## Text segment
::::::::::

# Same sh!t, different day ...



## chonkie (Jul 31, 2014)

Yep, typical. Other trades not doing their jobs right. Marble guy decided to modify a plumbing fixture instead of doing his job. Sent a nice text to the gc. Made them get a new sink and cut the holes. Nice to see it actually got done right. I think this company isn't going to last.


----------



## chonkie (Jul 31, 2014)

Same house, different area, same old mistakes.


----------



## mccmech (Jul 6, 2011)

chonkie said:


> Same house, different area, same old mistakes.


They do get a cut sheet for the faucet, yes? I never cease to be amazed at the laziness of the other trades! People wonder why we charge what we do......it's because we have to think for, babysit & work around every other stinking trade that touches a project.


----------



## paultheplumber1 (May 1, 2014)

I've run into a few granite guys who miscut the holes to close to the bowl. It's even worse when it's the kohler faucets with the more oval nuts


----------



## SchmitzPlumbing (May 5, 2014)

i am shaking my head at the countertop guys and the expensive tops with a $60 mustee sink.


----------



## dhal22 (Jul 30, 2010)

paultheplumber1 said:


> I've run into a few granite guys who miscut the holes to close to the bowl. It's even worse when it's the kohler faucets with the more oval nuts


It's happened to my jobs so many times I don't even stop to say hi, I head straight for the faucet holes. I know good and well they aren't drilled right.


----------



## chonkie (Jul 31, 2014)

dhal22 said:


> It's happened to my jobs so many times I don't even stop to say hi, I head straight for the faucet holes. I know good and well they aren't drilled right.


Good, it's not just me. Although most times they are drilled "right enough", it seems there is always one they drilled really wrong.

I'm talking to the gc and the boss to see if I can drill all the holes for lavs/kitchen/utility so we can up the bill and deal with fewer issues. I have already been drilling all of the master tub faucet holes for the past decade or so.


----------



## Plumbus (Aug 4, 2008)

::::::::::

## Given data
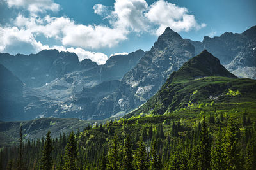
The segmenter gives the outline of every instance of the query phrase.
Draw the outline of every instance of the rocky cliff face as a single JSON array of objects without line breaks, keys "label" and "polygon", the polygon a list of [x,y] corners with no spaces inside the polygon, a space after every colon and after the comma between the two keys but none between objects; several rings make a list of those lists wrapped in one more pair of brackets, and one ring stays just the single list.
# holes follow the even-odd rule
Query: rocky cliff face
[{"label": "rocky cliff face", "polygon": [[[113,102],[105,102],[106,99],[119,85],[119,81],[115,79],[121,79],[135,66],[144,53],[139,50],[128,55],[112,56],[104,65],[98,65],[88,59],[79,62],[75,53],[59,53],[56,50],[43,50],[30,55],[0,53],[0,63],[12,70],[26,84],[20,88],[19,93],[24,103],[19,107],[17,104],[13,106],[23,113],[16,111],[22,117],[5,118],[4,115],[8,114],[10,107],[4,104],[2,108],[6,110],[3,110],[1,120],[29,120],[51,116],[88,119],[95,117],[95,115],[99,115],[97,118],[106,118],[105,111],[112,113],[113,104]],[[4,73],[7,71],[3,71],[3,75]],[[7,80],[6,76],[1,78]],[[5,85],[9,87],[10,94],[17,94],[14,81],[13,83]],[[109,88],[103,90],[104,87]],[[85,92],[85,89],[92,92]],[[8,101],[5,101],[7,103]],[[10,105],[13,102],[8,103]],[[112,108],[109,107],[111,104]]]},{"label": "rocky cliff face", "polygon": [[206,49],[236,75],[256,78],[256,26],[241,34],[226,32],[211,38],[205,36],[202,43],[188,41],[194,45],[196,54]]},{"label": "rocky cliff face", "polygon": [[0,64],[1,120],[19,120],[24,115],[24,85],[11,71]]},{"label": "rocky cliff face", "polygon": [[172,72],[178,70],[194,55],[194,46],[167,27],[137,66],[124,76],[113,113],[129,111],[145,103],[159,90]]}]

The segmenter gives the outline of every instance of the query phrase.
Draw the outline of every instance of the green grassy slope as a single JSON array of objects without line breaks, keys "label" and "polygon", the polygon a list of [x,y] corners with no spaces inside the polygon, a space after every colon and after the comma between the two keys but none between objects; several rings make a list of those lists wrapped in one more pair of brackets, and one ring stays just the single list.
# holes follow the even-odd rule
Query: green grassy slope
[{"label": "green grassy slope", "polygon": [[213,104],[227,110],[239,105],[242,110],[256,113],[249,106],[255,103],[256,81],[237,78],[204,50],[173,73],[159,91],[125,118]]}]

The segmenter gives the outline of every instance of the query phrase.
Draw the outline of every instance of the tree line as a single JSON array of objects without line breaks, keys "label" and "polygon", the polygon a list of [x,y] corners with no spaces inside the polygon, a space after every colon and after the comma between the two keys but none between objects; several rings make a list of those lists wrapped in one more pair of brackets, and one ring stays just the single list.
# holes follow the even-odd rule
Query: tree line
[{"label": "tree line", "polygon": [[[223,119],[223,117],[221,117]],[[152,119],[154,119],[154,117]],[[226,118],[227,119],[227,118]],[[180,120],[144,124],[108,121],[75,134],[23,141],[0,152],[1,169],[256,169],[256,125]],[[161,120],[162,121],[162,120]]]}]

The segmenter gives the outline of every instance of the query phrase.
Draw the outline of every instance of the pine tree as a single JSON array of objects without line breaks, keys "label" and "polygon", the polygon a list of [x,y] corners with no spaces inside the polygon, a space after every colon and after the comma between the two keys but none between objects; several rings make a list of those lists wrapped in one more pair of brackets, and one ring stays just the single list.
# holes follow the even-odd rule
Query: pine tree
[{"label": "pine tree", "polygon": [[14,160],[13,159],[11,159],[9,161],[8,163],[7,164],[7,170],[12,170],[12,169],[15,169],[14,167]]},{"label": "pine tree", "polygon": [[68,141],[67,144],[65,153],[65,164],[63,169],[75,170],[76,161],[78,159],[77,144],[75,140],[75,136],[73,131],[68,137]]},{"label": "pine tree", "polygon": [[50,170],[52,167],[52,158],[51,155],[51,153],[53,150],[52,146],[52,141],[51,139],[51,132],[48,131],[46,135],[46,139],[44,143],[44,149],[42,152],[41,164],[40,169],[42,170]]},{"label": "pine tree", "polygon": [[143,141],[147,141],[148,139],[148,133],[147,132],[147,129],[144,127],[143,130],[142,131],[142,138],[143,138]]},{"label": "pine tree", "polygon": [[139,141],[139,148],[137,150],[136,164],[137,169],[148,169],[148,162],[147,160],[147,153],[145,150],[145,145],[142,137]]},{"label": "pine tree", "polygon": [[156,140],[155,139],[153,141],[150,150],[150,169],[161,169],[162,167],[157,152],[157,146],[156,145]]},{"label": "pine tree", "polygon": [[149,125],[149,130],[148,130],[148,138],[151,139],[152,136],[153,136],[153,128],[152,127],[152,125],[150,124]]},{"label": "pine tree", "polygon": [[235,123],[230,121],[226,132],[226,143],[224,153],[227,165],[227,169],[240,169],[241,167],[241,146],[238,138],[237,127]]},{"label": "pine tree", "polygon": [[169,159],[169,170],[180,169],[181,167],[180,159],[177,150],[174,151],[173,154],[170,156]]},{"label": "pine tree", "polygon": [[204,117],[202,124],[199,146],[199,169],[209,169],[211,167],[211,145]]},{"label": "pine tree", "polygon": [[247,143],[245,157],[245,169],[256,169],[256,140],[255,134]]},{"label": "pine tree", "polygon": [[162,124],[160,124],[158,126],[158,136],[160,137],[161,139],[164,139],[164,130],[163,129]]},{"label": "pine tree", "polygon": [[131,136],[129,134],[124,139],[124,169],[134,169],[132,166],[133,157]]},{"label": "pine tree", "polygon": [[118,169],[118,149],[119,143],[118,141],[118,136],[116,134],[114,137],[114,139],[112,141],[111,148],[108,151],[108,168],[109,169]]},{"label": "pine tree", "polygon": [[18,158],[18,166],[17,169],[21,170],[23,169],[22,166],[22,125],[20,125],[20,145],[19,148],[19,158]]},{"label": "pine tree", "polygon": [[226,169],[223,138],[221,129],[220,127],[211,151],[211,167],[212,169]]},{"label": "pine tree", "polygon": [[193,146],[192,148],[192,153],[189,159],[189,169],[198,169],[198,160],[199,160],[199,146],[198,145]]},{"label": "pine tree", "polygon": [[57,169],[58,170],[62,170],[63,169],[63,164],[64,164],[63,157],[61,155],[61,157],[60,157],[60,162],[59,162],[58,164]]}]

::::::::::

## Work to do
**A)** Duplicate the records from their beginning through the line with "Query: rocky cliff face", both ends included, and leave the picture out of your copy.
**B)** Go on with the forum thread about countertop installers drilling faucet holes wrong, starting right after the point where it stops.
The forum thread and the records have nothing to do with each other.

## Replies
**A)**
The segmenter gives the outline of every instance of the query phrase.
Draw the outline of every instance of the rocky cliff face as a single JSON array of objects without line breaks, keys "label" and "polygon", the polygon a list of [x,y] corners with no spaces inside the polygon, a space after every colon and after the comma between the two keys but none between objects; several rings make a list of those lists wrapped in one more pair of brackets, and one ring stays just the single list.
# holes follow the even-odd rule
Query: rocky cliff face

**B)**
How about when they drill the granite for kitchen sinks without bothering to remove the plywood below? Or they drill through both the stone and the plywood, which is even worse. Both scenarios are fixable, but I refuse to do anything more than explain how to do so. I've got better things to do then spend a half hour on my back eating plywood dust. What really yanks my chain is to have this happen again and again with the same people.


----------



## chonkie (Jul 31, 2014)

Ah, I wonder what went through the mind of the tile guy when this happened. "Aww man, phuck it, they will never notice. I'll just make sure there's enough space to grout it in too." 

And the last pic, "I hope the hole doesn't need to be somewhat close to that nipple, because I'm not recutting that tile unless they complain."

Guess who complained.


----------



## Master Mark (Aug 14, 2009)

chonkie said:


> Ah, I wonder what went through the mind of the tile guy when this happened. "Aww man, phuck it, they will never notice. I'll just make sure there's enough space to grout it in too."
> 
> And the last pic, "I hope the hole doesn't need to be somewhat close to that nipple, because I'm not recutting that tile unless they complain."
> 
> Guess who complained.



that is nothing a little caulking wont hide.....:laughing:


----------



## chonkie (Jul 31, 2014)

Master Mark said:


> that is nothing a little caulking wont hide.....:laughing:


I'll use a bunch of clear ... haha!


----------



## Toli (Nov 7, 2015)

chonkie said:


> Ah, I wonder what went through the mind of the tile guy when this happened. "Aww man, phuck it, they will never notice. I'll just make sure there's enough space to grout it in too."
> 
> And the last pic, "I hope the hole doesn't need to be somewhat close to that nipple, because I'm not recutting that tile unless they complain."
> 
> Guess who complained.


"Fug it. The plumber can get a bigger escutcheon."

I wish I had a dollar for every time I've complained about that only to be asked if "they" make a bigger escutcheon.


----------



## chonkie (Jul 31, 2014)

Got to cut all the holes on the most recent trim out, it was nice to not have to fight with crappy holes to set fixtures. Takes 15 minutes per hole, not the 5 minutes I've said in the past.

Last pic is of the only stub out I've seen in 15+ years that didn't get bent down or sideways by sheetrocker and the cabinet guy cut the hole exact. It just shows that they can do their job right, they just choose not to most of the time.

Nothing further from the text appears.